▶ **SOURCE DATA**

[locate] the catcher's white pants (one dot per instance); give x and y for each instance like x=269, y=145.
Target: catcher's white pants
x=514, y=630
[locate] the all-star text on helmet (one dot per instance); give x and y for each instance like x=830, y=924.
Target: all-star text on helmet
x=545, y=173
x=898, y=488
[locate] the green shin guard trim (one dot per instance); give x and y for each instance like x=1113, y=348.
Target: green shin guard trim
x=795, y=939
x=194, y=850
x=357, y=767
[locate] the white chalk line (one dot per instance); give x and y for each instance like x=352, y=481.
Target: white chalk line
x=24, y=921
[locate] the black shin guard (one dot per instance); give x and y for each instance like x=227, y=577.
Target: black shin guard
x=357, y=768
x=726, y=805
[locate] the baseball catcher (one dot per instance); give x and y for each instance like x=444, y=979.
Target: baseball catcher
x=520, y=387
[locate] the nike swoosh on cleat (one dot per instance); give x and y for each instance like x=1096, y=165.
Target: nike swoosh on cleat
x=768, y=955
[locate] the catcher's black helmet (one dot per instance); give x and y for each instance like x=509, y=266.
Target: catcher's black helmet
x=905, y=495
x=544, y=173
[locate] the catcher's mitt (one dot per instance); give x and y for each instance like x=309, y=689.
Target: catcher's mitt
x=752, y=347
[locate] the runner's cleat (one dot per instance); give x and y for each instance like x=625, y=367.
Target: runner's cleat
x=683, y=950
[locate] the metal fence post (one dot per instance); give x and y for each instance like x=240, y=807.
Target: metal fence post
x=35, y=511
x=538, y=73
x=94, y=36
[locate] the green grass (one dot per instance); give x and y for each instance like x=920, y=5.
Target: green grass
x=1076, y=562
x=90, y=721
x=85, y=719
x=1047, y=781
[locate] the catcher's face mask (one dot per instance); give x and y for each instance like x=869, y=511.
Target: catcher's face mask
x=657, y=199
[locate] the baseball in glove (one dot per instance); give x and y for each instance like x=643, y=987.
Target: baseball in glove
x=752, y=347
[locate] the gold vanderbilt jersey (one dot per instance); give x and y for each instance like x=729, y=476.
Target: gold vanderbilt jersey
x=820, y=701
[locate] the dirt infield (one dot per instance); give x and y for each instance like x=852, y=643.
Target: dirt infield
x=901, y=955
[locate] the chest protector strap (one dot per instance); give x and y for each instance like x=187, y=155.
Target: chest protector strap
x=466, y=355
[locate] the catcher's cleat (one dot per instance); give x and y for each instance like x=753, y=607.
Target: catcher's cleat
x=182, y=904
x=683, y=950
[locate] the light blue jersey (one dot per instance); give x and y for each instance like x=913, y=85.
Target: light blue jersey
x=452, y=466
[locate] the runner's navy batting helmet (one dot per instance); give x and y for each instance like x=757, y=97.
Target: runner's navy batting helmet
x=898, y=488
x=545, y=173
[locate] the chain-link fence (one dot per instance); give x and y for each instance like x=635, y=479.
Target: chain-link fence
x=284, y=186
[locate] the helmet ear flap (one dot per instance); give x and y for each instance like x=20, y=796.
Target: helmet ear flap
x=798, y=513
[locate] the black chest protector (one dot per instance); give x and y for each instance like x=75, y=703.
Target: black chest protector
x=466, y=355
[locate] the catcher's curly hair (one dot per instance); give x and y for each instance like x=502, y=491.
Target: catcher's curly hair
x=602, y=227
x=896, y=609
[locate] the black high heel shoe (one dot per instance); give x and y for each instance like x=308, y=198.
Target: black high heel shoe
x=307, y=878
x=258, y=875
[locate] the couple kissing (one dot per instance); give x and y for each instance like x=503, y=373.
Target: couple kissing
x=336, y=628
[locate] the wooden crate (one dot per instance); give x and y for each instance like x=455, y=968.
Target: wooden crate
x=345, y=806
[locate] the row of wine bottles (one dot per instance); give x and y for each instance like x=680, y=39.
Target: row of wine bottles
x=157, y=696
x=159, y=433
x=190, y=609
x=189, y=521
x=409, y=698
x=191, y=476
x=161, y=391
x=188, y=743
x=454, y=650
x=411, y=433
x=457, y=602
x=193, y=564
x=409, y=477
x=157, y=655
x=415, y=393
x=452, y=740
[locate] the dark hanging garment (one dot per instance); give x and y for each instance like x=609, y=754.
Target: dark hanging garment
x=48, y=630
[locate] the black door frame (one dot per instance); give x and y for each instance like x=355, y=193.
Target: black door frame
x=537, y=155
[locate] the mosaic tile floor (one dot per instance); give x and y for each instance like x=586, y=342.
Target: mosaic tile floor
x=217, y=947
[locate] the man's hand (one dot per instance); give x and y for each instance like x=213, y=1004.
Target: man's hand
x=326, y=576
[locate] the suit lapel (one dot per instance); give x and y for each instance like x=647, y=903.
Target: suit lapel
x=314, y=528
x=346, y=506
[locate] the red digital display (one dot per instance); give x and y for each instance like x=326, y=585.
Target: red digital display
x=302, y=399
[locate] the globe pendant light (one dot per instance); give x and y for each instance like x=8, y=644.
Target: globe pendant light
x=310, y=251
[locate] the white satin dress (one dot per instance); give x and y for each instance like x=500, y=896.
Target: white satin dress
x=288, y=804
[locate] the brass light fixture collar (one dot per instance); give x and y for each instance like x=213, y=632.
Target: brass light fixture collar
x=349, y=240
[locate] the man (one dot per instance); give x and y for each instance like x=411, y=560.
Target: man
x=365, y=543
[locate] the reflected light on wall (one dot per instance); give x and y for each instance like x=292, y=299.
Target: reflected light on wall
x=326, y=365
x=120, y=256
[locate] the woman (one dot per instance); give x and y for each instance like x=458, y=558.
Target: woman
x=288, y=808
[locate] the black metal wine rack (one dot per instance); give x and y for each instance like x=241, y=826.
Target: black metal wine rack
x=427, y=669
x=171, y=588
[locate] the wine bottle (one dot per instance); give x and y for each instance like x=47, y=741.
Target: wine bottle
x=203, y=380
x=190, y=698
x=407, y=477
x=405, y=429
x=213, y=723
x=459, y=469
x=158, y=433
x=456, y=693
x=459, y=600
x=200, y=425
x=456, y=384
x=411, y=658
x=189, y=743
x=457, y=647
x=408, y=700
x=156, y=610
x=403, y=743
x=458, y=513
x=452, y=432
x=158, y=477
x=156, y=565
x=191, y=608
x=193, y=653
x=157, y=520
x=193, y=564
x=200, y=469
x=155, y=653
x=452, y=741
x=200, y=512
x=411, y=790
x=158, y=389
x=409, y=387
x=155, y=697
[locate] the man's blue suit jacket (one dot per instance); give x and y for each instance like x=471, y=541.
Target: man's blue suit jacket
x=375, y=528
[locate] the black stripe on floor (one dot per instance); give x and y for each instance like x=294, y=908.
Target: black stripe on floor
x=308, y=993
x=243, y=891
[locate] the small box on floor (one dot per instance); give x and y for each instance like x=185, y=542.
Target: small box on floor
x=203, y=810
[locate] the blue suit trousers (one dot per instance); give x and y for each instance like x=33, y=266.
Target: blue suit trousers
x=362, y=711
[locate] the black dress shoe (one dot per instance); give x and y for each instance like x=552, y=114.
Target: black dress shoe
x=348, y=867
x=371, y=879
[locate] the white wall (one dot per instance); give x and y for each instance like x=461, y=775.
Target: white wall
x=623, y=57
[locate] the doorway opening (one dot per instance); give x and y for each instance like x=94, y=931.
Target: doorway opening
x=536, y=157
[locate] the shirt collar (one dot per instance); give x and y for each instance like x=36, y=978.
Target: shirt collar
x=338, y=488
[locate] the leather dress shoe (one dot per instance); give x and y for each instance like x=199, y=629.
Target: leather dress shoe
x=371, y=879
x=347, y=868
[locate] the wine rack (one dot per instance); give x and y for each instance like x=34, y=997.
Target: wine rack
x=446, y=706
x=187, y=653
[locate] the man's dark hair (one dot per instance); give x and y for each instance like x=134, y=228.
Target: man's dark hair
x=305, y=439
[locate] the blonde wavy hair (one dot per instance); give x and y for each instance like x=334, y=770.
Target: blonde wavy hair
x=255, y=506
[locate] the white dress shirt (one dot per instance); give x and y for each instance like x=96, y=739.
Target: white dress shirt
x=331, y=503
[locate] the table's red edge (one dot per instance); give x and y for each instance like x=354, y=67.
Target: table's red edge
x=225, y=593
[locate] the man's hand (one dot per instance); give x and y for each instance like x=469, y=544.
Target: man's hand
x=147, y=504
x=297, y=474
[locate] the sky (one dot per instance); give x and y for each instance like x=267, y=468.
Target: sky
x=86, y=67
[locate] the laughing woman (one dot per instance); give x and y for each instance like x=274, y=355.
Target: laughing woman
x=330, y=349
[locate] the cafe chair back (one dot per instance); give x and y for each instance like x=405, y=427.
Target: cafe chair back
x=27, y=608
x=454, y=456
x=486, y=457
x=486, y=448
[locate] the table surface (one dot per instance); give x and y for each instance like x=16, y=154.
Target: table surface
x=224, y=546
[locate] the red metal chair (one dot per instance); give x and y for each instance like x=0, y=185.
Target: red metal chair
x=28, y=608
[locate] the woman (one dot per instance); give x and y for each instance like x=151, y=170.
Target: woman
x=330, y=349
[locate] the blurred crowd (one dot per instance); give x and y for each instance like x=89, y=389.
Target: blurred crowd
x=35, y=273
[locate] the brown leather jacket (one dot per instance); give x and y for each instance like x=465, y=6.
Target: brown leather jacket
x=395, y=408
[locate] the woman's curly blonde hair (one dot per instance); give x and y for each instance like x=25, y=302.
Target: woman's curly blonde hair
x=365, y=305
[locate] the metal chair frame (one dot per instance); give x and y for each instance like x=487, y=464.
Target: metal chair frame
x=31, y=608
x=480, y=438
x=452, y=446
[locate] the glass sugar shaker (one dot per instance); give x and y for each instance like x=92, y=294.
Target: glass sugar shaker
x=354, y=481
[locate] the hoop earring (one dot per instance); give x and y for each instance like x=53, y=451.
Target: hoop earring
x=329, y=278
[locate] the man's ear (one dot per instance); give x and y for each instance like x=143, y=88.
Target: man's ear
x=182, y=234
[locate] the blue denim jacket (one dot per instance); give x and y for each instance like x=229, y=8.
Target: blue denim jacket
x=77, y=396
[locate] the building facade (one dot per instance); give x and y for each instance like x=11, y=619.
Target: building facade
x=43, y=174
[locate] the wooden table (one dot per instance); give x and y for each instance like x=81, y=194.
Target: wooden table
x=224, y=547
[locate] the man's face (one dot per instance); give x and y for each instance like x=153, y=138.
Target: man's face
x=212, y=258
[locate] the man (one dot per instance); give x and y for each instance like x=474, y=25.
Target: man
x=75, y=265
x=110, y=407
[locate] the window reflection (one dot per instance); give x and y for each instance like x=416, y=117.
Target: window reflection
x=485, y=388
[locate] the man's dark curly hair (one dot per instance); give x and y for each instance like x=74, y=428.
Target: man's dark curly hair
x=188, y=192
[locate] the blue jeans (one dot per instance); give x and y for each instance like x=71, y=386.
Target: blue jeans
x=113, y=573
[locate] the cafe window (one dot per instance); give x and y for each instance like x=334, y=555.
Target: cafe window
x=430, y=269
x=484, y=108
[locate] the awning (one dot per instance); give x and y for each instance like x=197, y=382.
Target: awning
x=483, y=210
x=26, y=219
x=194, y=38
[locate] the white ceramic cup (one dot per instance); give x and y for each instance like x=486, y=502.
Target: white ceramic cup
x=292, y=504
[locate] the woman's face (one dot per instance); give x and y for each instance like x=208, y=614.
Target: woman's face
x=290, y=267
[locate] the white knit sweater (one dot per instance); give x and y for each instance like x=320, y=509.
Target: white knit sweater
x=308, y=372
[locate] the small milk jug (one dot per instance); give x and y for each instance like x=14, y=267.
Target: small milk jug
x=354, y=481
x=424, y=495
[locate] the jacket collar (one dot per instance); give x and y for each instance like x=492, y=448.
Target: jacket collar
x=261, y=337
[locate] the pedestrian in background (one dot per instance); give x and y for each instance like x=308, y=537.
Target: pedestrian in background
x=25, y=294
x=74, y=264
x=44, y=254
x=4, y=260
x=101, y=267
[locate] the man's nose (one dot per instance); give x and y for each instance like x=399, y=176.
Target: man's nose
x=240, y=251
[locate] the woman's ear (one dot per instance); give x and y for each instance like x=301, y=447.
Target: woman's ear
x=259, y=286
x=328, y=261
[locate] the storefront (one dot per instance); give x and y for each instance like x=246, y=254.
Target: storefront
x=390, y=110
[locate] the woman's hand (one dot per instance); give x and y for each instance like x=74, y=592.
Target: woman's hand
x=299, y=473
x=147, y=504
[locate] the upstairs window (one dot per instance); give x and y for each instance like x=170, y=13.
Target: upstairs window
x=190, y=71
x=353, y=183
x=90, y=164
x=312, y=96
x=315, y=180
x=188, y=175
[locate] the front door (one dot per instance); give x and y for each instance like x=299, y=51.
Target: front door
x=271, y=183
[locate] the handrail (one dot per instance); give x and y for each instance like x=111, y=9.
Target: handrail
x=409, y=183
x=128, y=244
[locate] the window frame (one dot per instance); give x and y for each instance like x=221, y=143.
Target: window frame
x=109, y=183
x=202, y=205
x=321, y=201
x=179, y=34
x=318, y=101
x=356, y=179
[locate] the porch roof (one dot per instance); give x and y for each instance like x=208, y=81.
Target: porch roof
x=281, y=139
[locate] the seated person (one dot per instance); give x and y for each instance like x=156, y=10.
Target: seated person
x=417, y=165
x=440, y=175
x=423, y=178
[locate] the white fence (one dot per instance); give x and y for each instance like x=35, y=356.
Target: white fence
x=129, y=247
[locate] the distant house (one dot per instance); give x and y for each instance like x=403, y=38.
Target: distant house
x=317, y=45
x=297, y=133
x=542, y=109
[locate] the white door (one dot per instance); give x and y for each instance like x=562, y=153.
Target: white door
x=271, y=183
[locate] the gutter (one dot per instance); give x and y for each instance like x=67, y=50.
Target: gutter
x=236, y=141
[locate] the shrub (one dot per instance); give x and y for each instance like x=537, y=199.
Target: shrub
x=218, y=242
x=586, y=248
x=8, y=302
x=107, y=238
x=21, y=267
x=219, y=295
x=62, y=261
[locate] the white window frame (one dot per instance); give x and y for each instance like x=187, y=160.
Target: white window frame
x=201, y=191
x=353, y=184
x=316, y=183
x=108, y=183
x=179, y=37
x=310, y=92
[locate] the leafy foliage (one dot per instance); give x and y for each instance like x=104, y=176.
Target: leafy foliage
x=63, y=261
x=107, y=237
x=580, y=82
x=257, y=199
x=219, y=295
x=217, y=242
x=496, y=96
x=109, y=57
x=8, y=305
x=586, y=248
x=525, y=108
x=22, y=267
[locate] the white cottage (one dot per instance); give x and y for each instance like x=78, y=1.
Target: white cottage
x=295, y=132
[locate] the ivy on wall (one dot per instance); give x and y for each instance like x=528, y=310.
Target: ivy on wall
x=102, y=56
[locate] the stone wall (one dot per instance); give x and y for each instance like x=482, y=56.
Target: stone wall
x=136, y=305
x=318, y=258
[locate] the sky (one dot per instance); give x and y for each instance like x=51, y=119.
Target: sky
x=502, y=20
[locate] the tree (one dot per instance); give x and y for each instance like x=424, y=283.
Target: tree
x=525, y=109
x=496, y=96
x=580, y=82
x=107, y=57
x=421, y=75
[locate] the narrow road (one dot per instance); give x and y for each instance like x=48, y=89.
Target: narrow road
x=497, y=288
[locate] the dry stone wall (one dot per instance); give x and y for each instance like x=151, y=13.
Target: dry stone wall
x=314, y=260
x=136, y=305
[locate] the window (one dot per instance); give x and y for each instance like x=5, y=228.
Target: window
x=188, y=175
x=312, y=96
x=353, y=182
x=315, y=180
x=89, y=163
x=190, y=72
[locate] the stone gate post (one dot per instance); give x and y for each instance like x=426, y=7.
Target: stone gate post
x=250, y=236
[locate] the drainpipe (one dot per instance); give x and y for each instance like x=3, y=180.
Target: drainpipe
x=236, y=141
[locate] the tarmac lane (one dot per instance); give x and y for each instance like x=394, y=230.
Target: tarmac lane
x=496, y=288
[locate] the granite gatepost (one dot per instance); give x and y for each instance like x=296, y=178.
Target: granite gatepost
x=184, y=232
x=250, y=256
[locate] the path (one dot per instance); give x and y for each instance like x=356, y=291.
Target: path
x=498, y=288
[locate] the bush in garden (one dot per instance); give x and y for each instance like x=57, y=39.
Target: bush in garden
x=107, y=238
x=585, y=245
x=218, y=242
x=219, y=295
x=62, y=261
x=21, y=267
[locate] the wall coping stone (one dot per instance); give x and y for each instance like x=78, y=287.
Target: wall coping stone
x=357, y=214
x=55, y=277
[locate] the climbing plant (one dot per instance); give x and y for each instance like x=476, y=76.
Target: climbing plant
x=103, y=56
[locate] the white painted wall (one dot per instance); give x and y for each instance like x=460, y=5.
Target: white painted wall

▶ **SHORT TASK**
Reproduce the lines of the listing above from the line containing "[locate] the white ceramic" down to the line containing "x=290, y=267", changing "ceramic" to "porcelain" and leaving everything else as it is.

▶ **ANSWER TO THE PROBLEM**
[locate] the white porcelain cup (one dot per instance); give x and y for each instance like x=486, y=502.
Target: white porcelain cup
x=292, y=504
[locate] the woman's face (one dot per instance); give x and y for each instance like x=208, y=614.
Target: woman's face
x=290, y=267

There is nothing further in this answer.